Data listing:
******
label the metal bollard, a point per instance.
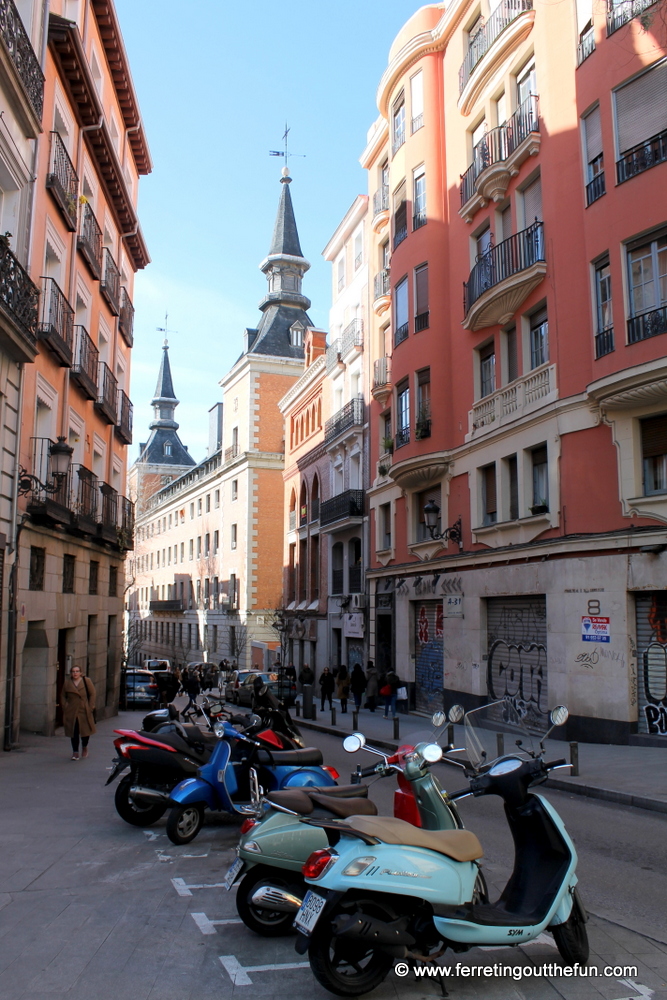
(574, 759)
******
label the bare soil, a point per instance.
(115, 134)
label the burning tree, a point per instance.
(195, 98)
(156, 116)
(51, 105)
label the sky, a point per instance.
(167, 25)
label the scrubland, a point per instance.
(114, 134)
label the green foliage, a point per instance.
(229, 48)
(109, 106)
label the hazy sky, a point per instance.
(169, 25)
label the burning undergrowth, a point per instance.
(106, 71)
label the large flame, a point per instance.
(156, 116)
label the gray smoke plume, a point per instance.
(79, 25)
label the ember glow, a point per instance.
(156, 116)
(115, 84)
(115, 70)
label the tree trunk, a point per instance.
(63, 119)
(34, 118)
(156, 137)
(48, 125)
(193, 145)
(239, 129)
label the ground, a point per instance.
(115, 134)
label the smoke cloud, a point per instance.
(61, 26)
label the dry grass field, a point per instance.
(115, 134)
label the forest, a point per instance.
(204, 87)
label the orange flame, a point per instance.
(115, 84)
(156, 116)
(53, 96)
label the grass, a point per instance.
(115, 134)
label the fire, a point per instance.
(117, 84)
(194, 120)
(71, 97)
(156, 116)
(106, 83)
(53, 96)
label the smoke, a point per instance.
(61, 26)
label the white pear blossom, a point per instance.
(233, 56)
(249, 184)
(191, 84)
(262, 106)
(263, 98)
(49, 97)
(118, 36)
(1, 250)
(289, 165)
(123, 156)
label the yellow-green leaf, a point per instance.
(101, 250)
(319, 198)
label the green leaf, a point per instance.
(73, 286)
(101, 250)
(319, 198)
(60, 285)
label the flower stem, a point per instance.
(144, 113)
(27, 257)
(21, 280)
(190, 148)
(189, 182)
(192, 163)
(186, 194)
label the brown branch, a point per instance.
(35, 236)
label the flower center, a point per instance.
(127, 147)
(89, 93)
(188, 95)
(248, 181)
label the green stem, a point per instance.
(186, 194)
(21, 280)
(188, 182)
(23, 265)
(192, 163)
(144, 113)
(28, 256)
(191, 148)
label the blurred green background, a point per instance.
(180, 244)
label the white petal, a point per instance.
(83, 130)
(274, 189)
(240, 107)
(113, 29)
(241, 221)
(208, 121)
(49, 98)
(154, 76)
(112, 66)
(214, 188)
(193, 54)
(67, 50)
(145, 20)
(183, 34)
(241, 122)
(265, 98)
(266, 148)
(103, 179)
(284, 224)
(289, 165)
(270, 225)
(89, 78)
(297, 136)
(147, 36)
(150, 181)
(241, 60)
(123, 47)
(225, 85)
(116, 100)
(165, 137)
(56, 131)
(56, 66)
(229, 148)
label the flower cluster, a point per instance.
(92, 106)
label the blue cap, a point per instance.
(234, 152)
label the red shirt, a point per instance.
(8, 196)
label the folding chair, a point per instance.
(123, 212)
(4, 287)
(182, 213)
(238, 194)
******
What the task requires: Display every line from the items above that contains the string "stem", copying each such line in full.

Exercise solution:
label the flower stem, a point per instance.
label the green stem, a point per instance.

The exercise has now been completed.